### EXERCISE DETAILS
Write out the listing again, starting at the line that has "find the gray" and stopping after the line that has "left=196, top=168, right=466, bottom=198". Add 84 to every box coordinate in the answers, and leave the requests and their sample boxes unchanged.

### MATERIAL FOR THE TASK
____________________

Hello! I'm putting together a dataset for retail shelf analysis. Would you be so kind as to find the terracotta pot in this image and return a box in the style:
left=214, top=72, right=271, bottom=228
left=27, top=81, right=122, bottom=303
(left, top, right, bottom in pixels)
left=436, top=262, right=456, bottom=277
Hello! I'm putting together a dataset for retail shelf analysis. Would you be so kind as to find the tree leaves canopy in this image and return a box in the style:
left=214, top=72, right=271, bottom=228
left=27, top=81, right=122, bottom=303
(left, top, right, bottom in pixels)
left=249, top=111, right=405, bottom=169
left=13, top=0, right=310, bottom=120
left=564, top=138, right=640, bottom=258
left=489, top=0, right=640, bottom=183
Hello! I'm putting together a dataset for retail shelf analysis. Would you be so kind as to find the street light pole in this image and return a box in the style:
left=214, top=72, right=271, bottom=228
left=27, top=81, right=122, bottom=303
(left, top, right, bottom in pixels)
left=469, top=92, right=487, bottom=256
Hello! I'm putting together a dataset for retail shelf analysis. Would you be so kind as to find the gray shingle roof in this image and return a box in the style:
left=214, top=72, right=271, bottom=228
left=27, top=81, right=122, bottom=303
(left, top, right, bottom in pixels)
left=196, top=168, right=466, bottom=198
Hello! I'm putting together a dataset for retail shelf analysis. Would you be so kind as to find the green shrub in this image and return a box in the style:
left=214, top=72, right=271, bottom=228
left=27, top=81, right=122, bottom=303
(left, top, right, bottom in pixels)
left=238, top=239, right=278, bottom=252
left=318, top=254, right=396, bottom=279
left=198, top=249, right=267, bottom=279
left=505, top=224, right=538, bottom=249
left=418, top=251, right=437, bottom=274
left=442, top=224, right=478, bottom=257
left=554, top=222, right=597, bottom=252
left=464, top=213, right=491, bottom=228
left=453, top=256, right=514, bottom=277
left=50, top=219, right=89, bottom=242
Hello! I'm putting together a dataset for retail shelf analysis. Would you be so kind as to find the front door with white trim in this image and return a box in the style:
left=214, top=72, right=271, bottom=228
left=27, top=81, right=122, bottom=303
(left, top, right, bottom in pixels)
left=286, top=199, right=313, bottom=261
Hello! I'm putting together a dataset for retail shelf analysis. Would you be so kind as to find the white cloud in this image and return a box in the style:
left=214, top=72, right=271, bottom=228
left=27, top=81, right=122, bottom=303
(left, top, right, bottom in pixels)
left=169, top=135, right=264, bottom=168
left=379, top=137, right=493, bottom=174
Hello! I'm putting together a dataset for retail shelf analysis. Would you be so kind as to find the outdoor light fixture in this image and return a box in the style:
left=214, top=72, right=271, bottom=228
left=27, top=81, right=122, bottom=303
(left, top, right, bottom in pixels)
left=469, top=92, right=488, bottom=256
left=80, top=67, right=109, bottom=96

____________________

### WRITTEN SOLUTION
Hello! I'm putting together a dataset for retail shelf analysis. Would you be so kind as to find the gray shingle roof in this image and return a box in the style:
left=214, top=72, right=271, bottom=228
left=27, top=81, right=122, bottom=303
(left, top, right, bottom in pixels)
left=280, top=252, right=550, bottom=282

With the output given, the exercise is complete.